→ **Data for this task**:

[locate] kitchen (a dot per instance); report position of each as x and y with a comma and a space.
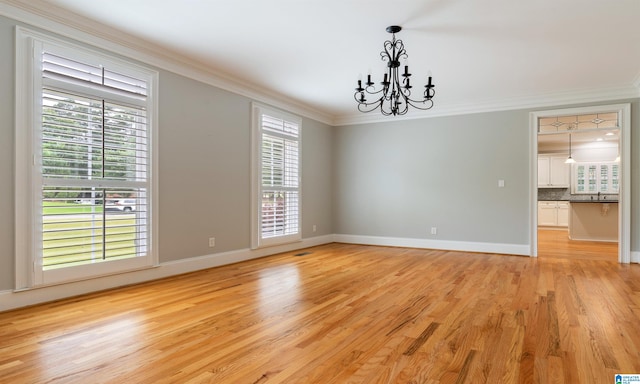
579, 177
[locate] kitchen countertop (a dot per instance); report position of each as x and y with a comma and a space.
583, 200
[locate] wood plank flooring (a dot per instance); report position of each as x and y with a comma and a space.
556, 244
342, 314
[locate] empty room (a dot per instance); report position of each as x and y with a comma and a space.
277, 191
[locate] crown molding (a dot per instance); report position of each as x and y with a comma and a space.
56, 20
48, 17
545, 100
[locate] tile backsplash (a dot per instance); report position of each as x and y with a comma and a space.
550, 194
559, 194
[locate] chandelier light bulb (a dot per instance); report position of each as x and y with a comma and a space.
393, 96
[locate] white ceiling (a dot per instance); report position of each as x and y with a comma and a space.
483, 54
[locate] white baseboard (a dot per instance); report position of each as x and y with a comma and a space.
16, 299
465, 246
11, 299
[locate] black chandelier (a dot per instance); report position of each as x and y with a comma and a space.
394, 98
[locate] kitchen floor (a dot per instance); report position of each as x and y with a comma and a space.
556, 244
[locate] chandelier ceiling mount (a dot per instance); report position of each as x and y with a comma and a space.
394, 95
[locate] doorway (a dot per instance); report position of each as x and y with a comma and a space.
599, 181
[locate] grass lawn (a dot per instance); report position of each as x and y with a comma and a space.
73, 234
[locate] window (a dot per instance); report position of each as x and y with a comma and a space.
85, 182
276, 178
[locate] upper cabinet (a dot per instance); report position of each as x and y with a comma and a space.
596, 178
553, 172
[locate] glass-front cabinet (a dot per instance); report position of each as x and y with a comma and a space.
596, 178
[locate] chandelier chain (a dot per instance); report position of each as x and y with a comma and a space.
395, 92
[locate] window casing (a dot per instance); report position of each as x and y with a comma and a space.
277, 194
85, 145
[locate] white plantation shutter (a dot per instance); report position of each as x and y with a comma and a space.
278, 218
91, 161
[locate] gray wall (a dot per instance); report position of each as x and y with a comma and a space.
399, 179
204, 167
395, 179
7, 95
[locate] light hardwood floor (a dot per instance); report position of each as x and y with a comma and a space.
342, 314
556, 244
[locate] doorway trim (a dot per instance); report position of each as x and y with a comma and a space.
624, 209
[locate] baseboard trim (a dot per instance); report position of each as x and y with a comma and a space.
16, 299
465, 246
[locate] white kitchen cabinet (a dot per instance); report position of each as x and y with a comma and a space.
553, 213
553, 172
563, 213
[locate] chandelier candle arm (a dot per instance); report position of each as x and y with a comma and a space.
393, 98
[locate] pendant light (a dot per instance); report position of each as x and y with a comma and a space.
569, 159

→ **Goal of the exercise**: Send back exactly the lines from the line with "[locate] doorway trim" through the end of the records.

→ **Response**:
[locate] doorway trim (a dot per instance); report position of each as x and y with a comma and a space.
624, 209
[locate] baseboard trim (a dot per instance); report position of each as x and y with a comma and a space.
16, 299
465, 246
[locate] white kitchen cabinet (a dot per instance); report position of each as x and y with a comma and a space.
553, 213
553, 172
563, 213
[locate] chandelier candle arm (a dot per instance); report position of each as x and y with a comma and a space.
393, 98
[locate] pendant light (a dot per instance); report position of each as x and y with a comma and a space.
569, 159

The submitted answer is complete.